• _Soal Latihan_:
**a.** Berdasarkan teks tentang makna tembang, jelaskan bagaimana dialog tembang itu menunjukkan filosofi hidup masyarakat Jawa.
**b.** Salin bagian teks tentang makna tembang mulai dari "Demikianlah makna tembang" sampai "dihadapi dengan ketenangan.".

• _Teks Bacaan_:
══════

Demikianlah makna tembang tersebut jika diterjemahkan, difarafrasekan dan
ditelaah melalui perlambangan. Dengan
begitu makna dan pesan yang terkandung pun sedikit dapat
terkuak.
Hanya
saja bukan makna itu saja yang dapat
ditemukan . Ada makna lain yang dapat
ditemukan selain makna di atas.
Jika diperhatikan bentuk dialog dari
tembang tersebut memberikan gambaran
tentang filosofis hidup masyarakat Jawa yang senantiasa sabar, tidak putus asa,
dan bersikap tenang dan santai. Mereka meyakini semua masalah dalam hidup manusia pasti
mempunyai solusinya. Hidup tidak perlu dibuat pusing-pusing tetapi harus
dihadapi dengan ketenangan.
Hal
itu dapat dilihat dalam dialog tembang tersebut setiap barisnya. Tampak dalam setiap baris disuguhkan tentang masalah atau problem
hidup, kemudian disuguhkan pula solusinya.

══════

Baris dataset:
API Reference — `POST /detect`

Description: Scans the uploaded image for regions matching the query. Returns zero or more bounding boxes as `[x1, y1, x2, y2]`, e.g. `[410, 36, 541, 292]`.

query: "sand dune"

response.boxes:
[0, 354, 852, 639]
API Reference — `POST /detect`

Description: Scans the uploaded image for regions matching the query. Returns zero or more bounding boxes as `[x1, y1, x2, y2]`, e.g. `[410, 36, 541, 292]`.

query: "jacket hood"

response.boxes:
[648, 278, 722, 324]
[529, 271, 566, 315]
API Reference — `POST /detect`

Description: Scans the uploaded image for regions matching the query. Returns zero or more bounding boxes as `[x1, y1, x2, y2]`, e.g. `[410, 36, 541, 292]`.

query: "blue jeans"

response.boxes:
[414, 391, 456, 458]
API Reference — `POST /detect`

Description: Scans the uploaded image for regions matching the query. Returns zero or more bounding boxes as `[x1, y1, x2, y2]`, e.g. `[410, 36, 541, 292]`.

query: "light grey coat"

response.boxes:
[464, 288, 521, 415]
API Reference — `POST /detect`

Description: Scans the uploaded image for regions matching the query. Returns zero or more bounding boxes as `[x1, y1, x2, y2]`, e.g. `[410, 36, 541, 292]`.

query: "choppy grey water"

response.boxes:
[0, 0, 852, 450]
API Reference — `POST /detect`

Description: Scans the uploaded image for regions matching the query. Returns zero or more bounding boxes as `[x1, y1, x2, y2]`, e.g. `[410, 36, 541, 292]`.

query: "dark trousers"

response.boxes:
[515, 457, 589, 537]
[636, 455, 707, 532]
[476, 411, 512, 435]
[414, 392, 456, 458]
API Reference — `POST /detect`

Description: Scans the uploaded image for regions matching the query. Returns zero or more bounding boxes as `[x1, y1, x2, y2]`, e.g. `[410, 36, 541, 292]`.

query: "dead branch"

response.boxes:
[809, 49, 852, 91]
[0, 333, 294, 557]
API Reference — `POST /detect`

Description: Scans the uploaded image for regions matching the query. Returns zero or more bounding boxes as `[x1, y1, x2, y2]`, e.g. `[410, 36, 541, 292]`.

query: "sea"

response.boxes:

══════

• _Daftar Jawaban_:
**a.** Filosofi hidup itu terlihat pada setiap baris dialog tembang. Tiap baris menyuguhkan suatu masalah atau problem hidup, lalu menyuguhkan pula solusinya. Ini sejalan dengan keyakinan masyarakat Jawa bahwa semua masalah dalam hidup pasti ada solusinya dan harus dihadapi dengan tenang.

**b.**
Demikianlah makna tembang tersebut jika diterjemahkan, difarafrasekan dan
ditelaah melalui perlambangan. Dengan
begitu makna dan pesan yang terkandung pun sedikit dapat
terkuak.
Hanya
saja bukan makna itu saja yang dapat
ditemukan . Ada makna lain yang dapat
ditemukan selain makna di atas.
Jika diperhatikan bentuk dialog dari
tembang tersebut memberikan gambaran
tentang filosofis hidup masyarakat Jawa yang senantiasa sabar, tidak putus asa,
dan bersikap tenang dan santai. Mereka meyakini semua masalah dalam hidup manusia pasti
mempunyai solusinya. Hidup tidak perlu dibuat pusing-pusing tetapi harus
dihadapi dengan ketenangan.